GIVEN TEXT:
------------------------------------------------
Figure 6c shows that models agree on changes in clear-sky albedo asymmetry between End and PI conditions. Here, since models are unanimous in a negative clear-sky asymmetry response to warming due to the NH darkening, we consider only the cases where ΔδHDαCRE>0 to be cases where clouds compensate for the clear-sky asymmetry anomaly. Figure 8d shows that this is usually not the case among models, and few models come close to the magnitude of ΔδHDαCRE (∼0.02) that would be needed in order for clouds to fully compensate for the clear-sky albedo asymmetry. The slope of the linear fit among model SW CRE responses lies close to 1, meaning that modeled SW CRE are nearly symmetrical between hemispheres; a symmetric response lies within the 95 % confidence interval for the slope. That the intercept is near zero means that responses generally act in the same direction. However, that the slope could likely be greater than 1 reveals a tendency for models to have a greater SW CRE response in the SH than in the NH. This slope is in the direction that would be needed in order for clouds to compensate for the perturbation in clear-sky albedo asymmetry induced by warming but only in the case of more positive SW cloud radiative feedback.

Finally, the distribution of ECS among the models in relation to their responses in albedo asymmetry to CO2 forcing is shown in Fig. 7. Responses in the asymmetry between PI conditions and End do not reveal a relation between the total asymmetry response to warming and ECS (Fig. 7a). However, the mechanism through which some models recover PI mean asymmetry – SH midlatitude cloud loss between Mid and End – contributes to positive SW cloud feedbacks. This seems to be consistent with those models also having amongst the highest ECS (Fig. 7b), although the relation is not strong (R2=0.30 with p=0.002).
------------------------------------------------
SHORT EXERCISE A:
Report every line in the entries below that contains the string "railing", matching case exactly.

PROVIDED INFORMATION:
------------------------------------------------
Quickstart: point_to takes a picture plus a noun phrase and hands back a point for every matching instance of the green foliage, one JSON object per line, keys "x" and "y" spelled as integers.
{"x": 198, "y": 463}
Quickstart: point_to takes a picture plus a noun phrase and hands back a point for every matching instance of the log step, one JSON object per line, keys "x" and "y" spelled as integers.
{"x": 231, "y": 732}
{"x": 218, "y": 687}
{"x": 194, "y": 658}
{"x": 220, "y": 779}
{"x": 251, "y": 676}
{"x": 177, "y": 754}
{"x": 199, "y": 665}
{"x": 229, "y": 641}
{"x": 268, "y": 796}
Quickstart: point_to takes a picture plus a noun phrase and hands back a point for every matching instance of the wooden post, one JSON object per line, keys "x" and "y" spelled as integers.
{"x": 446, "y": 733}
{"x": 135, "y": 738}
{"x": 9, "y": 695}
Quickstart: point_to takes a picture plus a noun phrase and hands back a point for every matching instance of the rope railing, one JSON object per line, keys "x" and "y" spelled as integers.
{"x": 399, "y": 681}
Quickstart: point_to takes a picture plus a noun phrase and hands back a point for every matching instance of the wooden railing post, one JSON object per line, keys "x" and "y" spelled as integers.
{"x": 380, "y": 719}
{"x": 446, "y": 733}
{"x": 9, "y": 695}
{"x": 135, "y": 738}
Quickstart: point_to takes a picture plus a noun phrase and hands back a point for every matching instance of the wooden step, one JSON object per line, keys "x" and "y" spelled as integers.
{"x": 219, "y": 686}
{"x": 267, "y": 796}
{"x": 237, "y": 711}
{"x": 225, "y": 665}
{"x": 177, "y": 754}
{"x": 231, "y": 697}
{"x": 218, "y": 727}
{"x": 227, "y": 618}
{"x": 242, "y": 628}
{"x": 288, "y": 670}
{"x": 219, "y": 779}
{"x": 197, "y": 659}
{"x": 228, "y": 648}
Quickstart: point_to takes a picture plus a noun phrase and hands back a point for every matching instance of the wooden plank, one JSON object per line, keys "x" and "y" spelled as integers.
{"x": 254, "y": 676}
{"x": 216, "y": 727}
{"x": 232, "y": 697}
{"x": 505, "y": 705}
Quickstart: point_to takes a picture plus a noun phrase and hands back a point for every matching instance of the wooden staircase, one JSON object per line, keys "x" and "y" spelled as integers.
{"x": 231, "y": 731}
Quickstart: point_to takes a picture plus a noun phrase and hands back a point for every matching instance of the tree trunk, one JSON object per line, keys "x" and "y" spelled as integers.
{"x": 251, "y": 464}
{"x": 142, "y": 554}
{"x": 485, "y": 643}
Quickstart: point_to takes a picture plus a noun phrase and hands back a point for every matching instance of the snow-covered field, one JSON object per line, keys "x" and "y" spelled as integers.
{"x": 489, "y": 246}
------------------------------------------------
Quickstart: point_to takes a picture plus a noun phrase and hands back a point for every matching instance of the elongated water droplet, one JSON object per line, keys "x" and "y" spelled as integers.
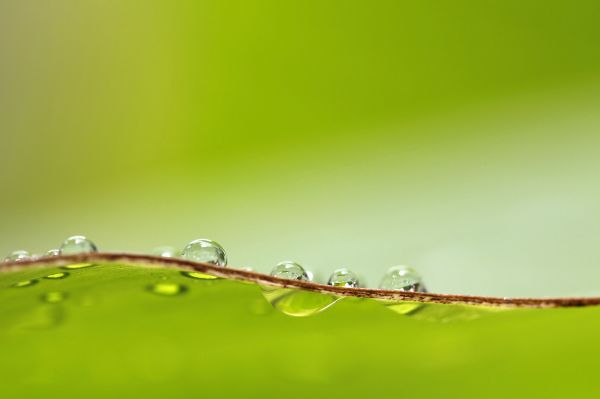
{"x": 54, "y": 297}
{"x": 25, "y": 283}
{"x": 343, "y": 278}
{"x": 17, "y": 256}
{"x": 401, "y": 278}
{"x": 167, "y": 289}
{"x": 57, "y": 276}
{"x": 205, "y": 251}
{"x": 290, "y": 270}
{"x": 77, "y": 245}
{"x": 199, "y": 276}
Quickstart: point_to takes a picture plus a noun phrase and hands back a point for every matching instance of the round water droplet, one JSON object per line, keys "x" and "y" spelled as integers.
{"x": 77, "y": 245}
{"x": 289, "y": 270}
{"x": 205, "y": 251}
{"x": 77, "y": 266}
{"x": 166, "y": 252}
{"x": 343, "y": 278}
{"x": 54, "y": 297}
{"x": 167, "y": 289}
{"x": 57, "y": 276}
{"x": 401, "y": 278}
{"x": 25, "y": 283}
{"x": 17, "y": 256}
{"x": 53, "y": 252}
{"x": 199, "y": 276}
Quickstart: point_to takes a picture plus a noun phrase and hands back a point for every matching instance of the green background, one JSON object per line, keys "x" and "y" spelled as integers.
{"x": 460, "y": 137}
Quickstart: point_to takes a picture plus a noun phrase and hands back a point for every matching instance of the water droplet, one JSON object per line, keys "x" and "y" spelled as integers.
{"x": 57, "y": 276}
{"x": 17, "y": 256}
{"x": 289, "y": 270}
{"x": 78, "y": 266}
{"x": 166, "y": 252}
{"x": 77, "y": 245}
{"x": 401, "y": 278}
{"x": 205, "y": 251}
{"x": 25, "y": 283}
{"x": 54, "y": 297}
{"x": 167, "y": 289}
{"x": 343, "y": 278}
------------------------------------------------
SHORT EXERCISE B:
In the passage on albedo asymmetry, what R2 and p values describe the relation between the models' recovery mechanism and their ECS?

PROBLEM SOLUTION A:
Quickstart: point_to takes a picture plus a noun phrase and hands back a point for every matching instance of the rope railing, one JSON object per line, keys "x" and "y" spelled as integers.
Quickstart: point_to takes a picture plus a noun phrase and hands back a point for every matching instance of the wooden railing post, one JSON object per line, keys "x" and "y" spelled as integers.

PROBLEM SOLUTION B:
R2=0.30 with p=0.002.